• What you should do:
Present the lines from the line containing "reads [[638, 959]]." through the line containing "[[95, 134]]" as a Markdown table with the columns Number and Line, numbering each row and omitting blank lines.

• Part of a data file:

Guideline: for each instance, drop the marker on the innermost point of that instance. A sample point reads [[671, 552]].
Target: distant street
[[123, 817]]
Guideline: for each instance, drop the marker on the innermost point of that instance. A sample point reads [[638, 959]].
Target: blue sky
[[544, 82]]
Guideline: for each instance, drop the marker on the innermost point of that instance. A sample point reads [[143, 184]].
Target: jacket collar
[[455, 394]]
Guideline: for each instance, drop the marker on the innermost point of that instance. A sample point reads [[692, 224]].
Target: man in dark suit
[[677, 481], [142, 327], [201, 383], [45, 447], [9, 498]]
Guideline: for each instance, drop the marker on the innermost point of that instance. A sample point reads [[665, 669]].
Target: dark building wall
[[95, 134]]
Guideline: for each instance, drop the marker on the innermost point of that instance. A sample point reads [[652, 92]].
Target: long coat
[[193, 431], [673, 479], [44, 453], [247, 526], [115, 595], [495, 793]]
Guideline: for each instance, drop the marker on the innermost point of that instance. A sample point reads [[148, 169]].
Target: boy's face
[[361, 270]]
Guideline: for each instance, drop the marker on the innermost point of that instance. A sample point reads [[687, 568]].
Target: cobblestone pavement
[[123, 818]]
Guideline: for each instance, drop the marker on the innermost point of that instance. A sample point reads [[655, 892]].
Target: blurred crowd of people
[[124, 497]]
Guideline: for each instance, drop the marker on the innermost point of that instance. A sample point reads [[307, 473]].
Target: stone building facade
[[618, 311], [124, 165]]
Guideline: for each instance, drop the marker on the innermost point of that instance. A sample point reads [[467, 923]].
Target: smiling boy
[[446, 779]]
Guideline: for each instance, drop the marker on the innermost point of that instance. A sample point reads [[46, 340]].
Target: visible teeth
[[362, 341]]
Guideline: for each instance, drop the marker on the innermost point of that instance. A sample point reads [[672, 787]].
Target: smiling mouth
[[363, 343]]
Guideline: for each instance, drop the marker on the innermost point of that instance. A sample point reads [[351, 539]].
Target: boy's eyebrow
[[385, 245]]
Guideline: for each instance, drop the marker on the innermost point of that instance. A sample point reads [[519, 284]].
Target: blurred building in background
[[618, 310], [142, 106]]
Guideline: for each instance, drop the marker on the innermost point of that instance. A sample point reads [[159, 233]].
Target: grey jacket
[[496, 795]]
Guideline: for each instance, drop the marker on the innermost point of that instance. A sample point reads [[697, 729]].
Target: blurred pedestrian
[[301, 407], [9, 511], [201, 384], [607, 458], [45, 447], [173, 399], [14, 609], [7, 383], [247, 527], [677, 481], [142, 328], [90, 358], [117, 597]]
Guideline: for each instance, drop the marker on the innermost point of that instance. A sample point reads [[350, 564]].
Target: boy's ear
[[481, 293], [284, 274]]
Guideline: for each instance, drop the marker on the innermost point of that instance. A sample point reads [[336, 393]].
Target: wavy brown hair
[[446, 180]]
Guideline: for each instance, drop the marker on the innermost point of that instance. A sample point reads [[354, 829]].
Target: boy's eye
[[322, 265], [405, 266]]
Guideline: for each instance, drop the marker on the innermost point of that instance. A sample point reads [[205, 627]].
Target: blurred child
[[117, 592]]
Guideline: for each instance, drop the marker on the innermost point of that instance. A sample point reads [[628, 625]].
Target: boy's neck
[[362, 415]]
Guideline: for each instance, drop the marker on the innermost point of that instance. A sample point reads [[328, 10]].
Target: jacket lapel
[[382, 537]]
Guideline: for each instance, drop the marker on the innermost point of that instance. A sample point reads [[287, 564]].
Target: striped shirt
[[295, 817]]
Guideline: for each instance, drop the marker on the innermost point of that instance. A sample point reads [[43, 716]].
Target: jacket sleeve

• Written solution:
| Number | Line |
|---|---|
| 1 | Guideline: for each instance, drop the marker on the innermost point of that instance. A sample point reads [[638, 959]]. |
| 2 | Target: blue sky |
| 3 | [[544, 82]] |
| 4 | Guideline: for each instance, drop the marker on the innermost point of that instance. A sample point reads [[143, 184]]. |
| 5 | Target: jacket collar |
| 6 | [[455, 394]] |
| 7 | Guideline: for each instance, drop the marker on the innermost point of that instance. A sample point reads [[692, 224]]. |
| 8 | Target: man in dark suit |
| 9 | [[677, 481], [142, 327], [201, 383], [45, 447], [9, 498]] |
| 10 | Guideline: for each instance, drop the marker on the innermost point of that instance. A sample point reads [[665, 669]]. |
| 11 | Target: dark building wall |
| 12 | [[95, 134]] |